▶ **Data to use**
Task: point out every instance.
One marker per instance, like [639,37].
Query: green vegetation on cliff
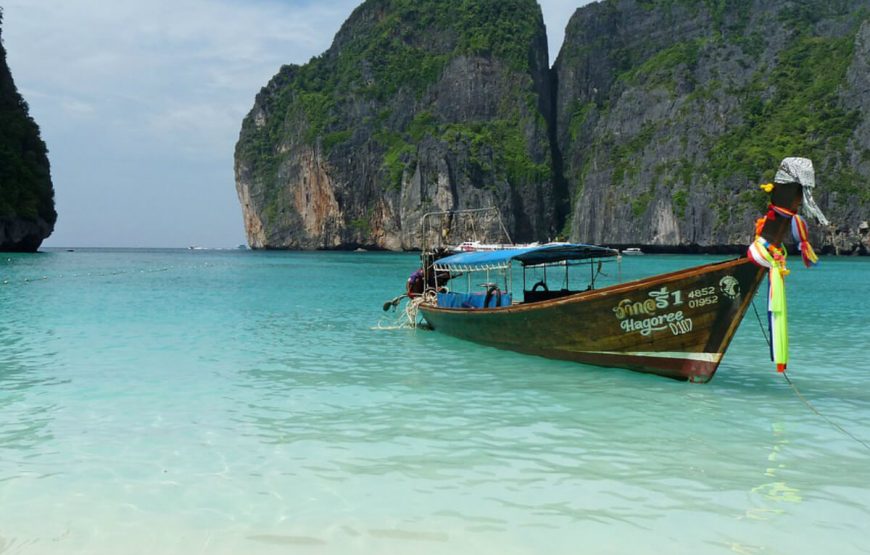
[25,181]
[389,51]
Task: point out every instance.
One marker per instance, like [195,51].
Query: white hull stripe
[703,357]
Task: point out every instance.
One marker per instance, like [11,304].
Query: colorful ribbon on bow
[798,231]
[766,255]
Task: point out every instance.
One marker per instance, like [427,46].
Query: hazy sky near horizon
[140,103]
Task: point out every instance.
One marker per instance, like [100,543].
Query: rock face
[653,128]
[417,106]
[27,214]
[669,114]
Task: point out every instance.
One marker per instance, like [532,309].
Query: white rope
[408,317]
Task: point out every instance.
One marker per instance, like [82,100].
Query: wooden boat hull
[676,325]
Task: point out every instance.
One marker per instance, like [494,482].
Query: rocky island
[27,214]
[653,127]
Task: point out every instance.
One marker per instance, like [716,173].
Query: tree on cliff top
[25,179]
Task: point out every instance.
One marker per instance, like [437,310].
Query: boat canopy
[528,256]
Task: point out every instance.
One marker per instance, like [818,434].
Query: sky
[140,103]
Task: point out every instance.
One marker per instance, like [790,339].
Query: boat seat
[455,299]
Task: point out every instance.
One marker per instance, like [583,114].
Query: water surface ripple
[241,402]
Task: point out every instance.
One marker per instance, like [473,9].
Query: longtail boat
[677,324]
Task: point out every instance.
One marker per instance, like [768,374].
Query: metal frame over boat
[677,324]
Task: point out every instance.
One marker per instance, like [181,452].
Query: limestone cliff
[27,214]
[669,112]
[653,128]
[417,106]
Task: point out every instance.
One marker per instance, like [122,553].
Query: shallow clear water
[240,402]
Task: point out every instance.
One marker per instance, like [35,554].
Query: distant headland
[653,127]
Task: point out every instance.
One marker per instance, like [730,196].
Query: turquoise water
[240,402]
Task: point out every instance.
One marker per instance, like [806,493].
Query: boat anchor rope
[806,401]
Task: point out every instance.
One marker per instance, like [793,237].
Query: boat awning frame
[559,253]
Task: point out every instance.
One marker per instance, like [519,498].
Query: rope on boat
[406,318]
[800,395]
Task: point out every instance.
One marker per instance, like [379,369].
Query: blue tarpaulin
[472,300]
[528,256]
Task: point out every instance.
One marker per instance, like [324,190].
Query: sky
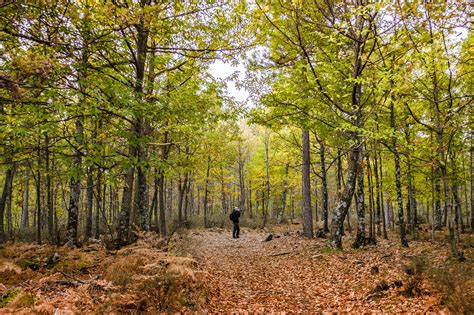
[223,70]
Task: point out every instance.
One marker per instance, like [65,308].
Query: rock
[320,233]
[359,263]
[409,270]
[52,261]
[374,270]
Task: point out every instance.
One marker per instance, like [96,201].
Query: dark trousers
[236,230]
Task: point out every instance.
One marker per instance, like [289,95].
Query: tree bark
[306,187]
[26,196]
[89,202]
[284,193]
[324,182]
[206,191]
[7,188]
[340,211]
[398,182]
[360,205]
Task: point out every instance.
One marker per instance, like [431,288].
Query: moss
[32,264]
[8,296]
[25,299]
[77,265]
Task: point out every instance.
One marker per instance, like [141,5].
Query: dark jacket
[234,216]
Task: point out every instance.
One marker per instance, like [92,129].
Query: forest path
[291,274]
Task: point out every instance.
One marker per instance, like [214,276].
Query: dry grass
[143,277]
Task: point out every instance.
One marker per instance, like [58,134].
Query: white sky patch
[224,71]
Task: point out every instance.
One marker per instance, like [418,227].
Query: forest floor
[207,271]
[291,274]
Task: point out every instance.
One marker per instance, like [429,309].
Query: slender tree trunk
[125,212]
[161,183]
[38,198]
[49,192]
[89,202]
[342,207]
[223,204]
[471,203]
[306,187]
[372,234]
[99,205]
[322,150]
[377,195]
[206,191]
[360,205]
[75,184]
[241,178]
[384,209]
[267,182]
[398,182]
[9,203]
[26,196]
[281,214]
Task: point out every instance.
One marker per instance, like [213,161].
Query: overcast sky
[223,70]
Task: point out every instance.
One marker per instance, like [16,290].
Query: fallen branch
[280,254]
[73,278]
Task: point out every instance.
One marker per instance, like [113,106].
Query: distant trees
[111,123]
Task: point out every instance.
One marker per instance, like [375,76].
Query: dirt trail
[293,275]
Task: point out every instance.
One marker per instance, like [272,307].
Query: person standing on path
[234,217]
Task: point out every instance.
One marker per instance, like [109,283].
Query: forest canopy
[360,117]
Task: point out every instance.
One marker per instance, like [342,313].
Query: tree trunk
[206,191]
[324,187]
[267,182]
[360,205]
[223,204]
[75,184]
[38,198]
[99,205]
[89,202]
[471,203]
[306,186]
[49,190]
[370,186]
[281,214]
[340,211]
[26,197]
[164,156]
[398,182]
[125,212]
[9,202]
[377,196]
[241,179]
[383,209]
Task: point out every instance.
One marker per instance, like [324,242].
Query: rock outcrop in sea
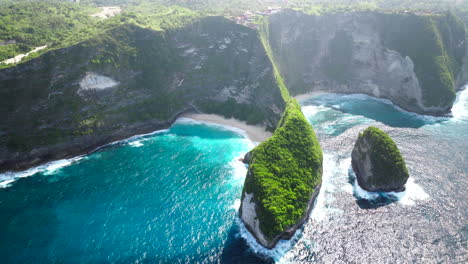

▶ **Set exercise**
Show each line of the entries above that contains the string "hull", treating uppercase and lowercase letters as distinct.

▶ **Task response**
Query: white hull stripe
Query: wooden boat hull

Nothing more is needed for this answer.